> Tâches à réaliser
1/ Répondez aux questions suivantes d'après le texte sur la statue de Diderot :
(a) Depuis combien d'années la statue se dresse-t-elle sur la place Diderot ?
(b) Quelle œuvre célèbre de New York Auguste Bartholdi a-t-il conçue ?
(c) Pendant combien de temps les débats sur le projet ont-ils fait rage ?
2/ Restituez à l'identique un passage du texte sur la statue de Diderot : commencez aux mots « La longue quête » et arrêtez-vous après « en moins blanc. ».

> Texte fourni
======

La longue quête de la statue de Bartholdi
HISTOIRE. La statue réalisée par Auguste Bartholdi trône au centre de la place Diderot depuis 140 ans. L’auguste hommage au plus célèbre des Langrois semble, aujourd’hui, aller de soi. Il n’en allait pourtant pas ainsi à l’époque…
Il tourne, comme du juste, le dos à la cathédrale Saint-Mammès, son regard se posant avec bienveillance vers l’horizon. Alors que les engins de chantier ont commencé leur long travail de réhabilitation et de réaménagement de la place qui porte son nom, Denis Diderot demeurera immuable, comme depuis 140 ans, sur son socle certes de moins en moins blanc.
La statue érigée par Auguste Bartholdi, le concepteur de la célèbre Statue de la Liberté de New York, en 1884, est un hommage au plus illustre des Langrois qui, aujourd’hui, fait la fierté unanime des habitants. A l’époque, le symbole n’allait pourtant pas de soi, loin s’en faut. Le projet a d’ailleurs coupé Langres en deux, et les débats ont fait rage pendant… plusieurs décennies. En cause, la puissance encore très forte de l’évêque de Langres et du parti catholique. Qui vouaient encore une haine féroce au fondateur de L’Encyclopédie.

======

(Données extraites d'une collection)
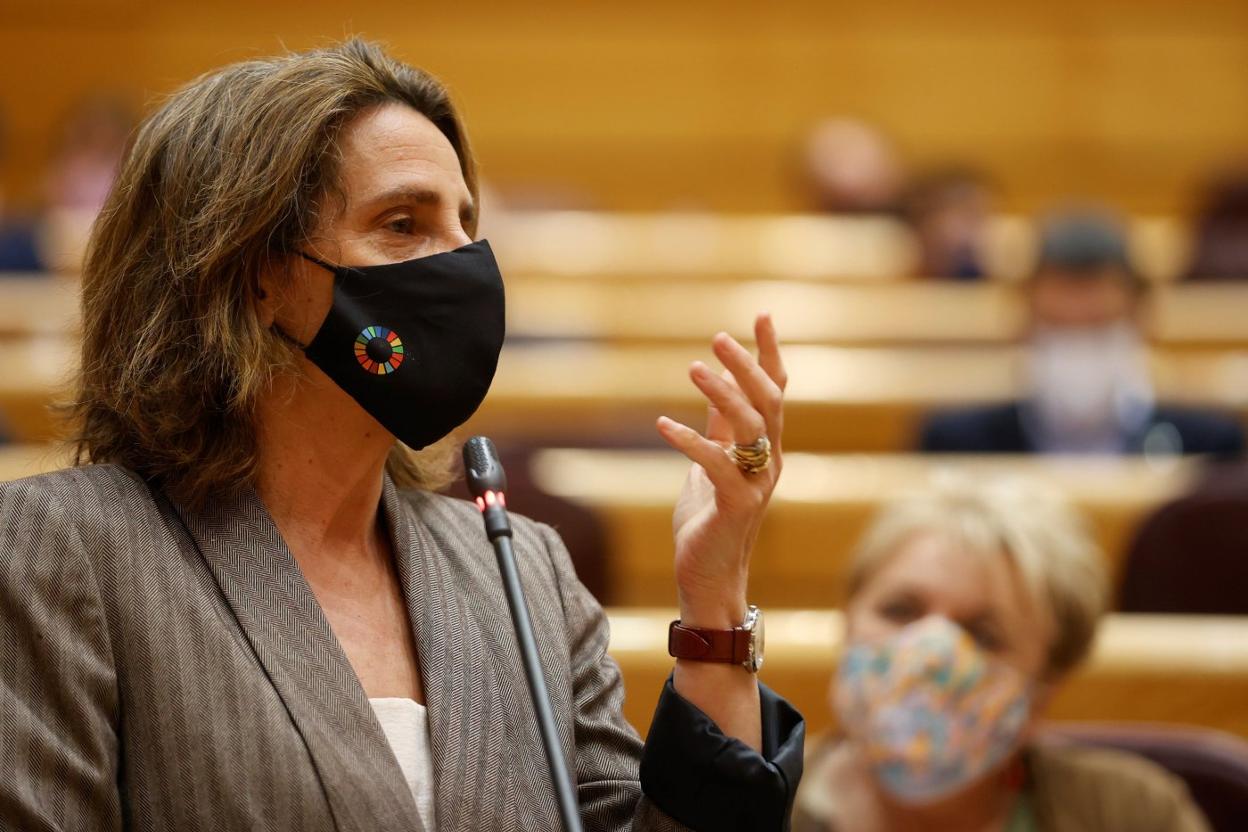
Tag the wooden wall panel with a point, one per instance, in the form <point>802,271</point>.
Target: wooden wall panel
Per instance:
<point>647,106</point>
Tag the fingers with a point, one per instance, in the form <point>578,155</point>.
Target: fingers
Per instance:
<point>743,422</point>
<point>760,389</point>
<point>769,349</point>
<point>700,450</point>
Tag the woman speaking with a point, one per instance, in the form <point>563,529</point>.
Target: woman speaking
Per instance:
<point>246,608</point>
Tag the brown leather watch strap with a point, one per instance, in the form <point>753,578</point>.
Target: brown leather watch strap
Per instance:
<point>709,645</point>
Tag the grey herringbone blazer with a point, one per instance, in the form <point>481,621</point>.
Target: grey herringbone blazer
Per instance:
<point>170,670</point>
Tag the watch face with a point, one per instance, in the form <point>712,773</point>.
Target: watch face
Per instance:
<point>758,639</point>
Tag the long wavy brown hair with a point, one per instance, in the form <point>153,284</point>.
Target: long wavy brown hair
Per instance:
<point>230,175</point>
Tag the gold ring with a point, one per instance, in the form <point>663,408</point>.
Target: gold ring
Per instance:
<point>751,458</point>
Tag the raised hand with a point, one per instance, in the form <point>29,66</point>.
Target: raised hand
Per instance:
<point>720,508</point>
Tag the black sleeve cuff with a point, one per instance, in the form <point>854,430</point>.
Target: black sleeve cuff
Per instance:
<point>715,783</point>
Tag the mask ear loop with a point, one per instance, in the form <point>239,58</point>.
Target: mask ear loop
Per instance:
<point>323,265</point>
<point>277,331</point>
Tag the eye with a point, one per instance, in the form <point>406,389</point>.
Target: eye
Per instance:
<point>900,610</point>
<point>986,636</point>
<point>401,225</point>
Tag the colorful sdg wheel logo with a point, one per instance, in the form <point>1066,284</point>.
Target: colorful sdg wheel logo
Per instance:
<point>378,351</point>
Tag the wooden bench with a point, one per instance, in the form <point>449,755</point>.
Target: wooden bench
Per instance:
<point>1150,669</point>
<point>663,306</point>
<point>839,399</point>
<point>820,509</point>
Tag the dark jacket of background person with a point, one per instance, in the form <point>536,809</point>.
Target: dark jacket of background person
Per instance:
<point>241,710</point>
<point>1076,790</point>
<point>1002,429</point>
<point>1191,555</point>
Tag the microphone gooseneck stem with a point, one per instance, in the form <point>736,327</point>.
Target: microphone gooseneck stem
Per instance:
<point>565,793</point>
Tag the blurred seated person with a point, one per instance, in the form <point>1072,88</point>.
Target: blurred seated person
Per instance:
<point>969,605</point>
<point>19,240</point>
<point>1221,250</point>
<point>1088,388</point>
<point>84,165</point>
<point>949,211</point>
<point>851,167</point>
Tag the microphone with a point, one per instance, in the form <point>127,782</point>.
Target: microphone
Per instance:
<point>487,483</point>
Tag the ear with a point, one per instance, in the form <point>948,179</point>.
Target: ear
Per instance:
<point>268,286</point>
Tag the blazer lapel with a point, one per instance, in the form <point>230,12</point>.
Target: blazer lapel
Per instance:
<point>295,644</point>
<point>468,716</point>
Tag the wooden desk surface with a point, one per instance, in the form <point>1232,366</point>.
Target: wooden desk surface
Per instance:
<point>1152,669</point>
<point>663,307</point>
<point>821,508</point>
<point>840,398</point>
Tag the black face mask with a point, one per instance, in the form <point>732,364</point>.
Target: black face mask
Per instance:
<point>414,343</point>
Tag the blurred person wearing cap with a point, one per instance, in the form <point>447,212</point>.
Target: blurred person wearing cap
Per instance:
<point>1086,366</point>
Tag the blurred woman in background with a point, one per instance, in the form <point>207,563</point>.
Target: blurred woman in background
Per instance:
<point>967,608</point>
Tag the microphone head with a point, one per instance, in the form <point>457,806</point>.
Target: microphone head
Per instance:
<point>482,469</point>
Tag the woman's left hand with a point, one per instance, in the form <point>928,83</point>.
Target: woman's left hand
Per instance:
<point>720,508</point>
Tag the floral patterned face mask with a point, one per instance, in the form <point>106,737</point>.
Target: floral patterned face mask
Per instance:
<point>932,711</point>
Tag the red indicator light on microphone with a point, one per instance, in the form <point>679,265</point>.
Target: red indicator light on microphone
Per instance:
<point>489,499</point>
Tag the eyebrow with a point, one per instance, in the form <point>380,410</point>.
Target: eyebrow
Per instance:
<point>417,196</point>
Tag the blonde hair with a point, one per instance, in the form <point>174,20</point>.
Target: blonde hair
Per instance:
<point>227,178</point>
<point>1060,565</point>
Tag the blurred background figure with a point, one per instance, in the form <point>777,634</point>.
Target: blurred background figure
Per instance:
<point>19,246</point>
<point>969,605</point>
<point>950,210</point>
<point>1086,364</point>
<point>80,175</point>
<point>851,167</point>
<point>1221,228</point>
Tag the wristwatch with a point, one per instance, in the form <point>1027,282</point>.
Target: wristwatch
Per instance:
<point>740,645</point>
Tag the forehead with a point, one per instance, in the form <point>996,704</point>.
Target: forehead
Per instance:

======

> Réponses dans l'ordre
1/
(a) Depuis 140 ans.
(b) La Statue de la Liberté.
(c) Pendant plusieurs décennies.

2/
La longue quête de la statue de Bartholdi
HISTOIRE. La statue réalisée par Auguste Bartholdi trône au centre de la place Diderot depuis 140 ans. L’auguste hommage au plus célèbre des Langrois semble, aujourd’hui, aller de soi. Il n’en allait pourtant pas ainsi à l’époque…
Il tourne, comme du juste, le dos à la cathédrale Saint-Mammès, son regard se posant avec bienveillance vers l’horizon. Alors que les engins de chantier ont commencé leur long travail de réhabilitation et de réaménagement de la place qui porte son nom, Denis Diderot demeurera immuable, comme depuis 140 ans, sur son socle certes de moins en moins blanc.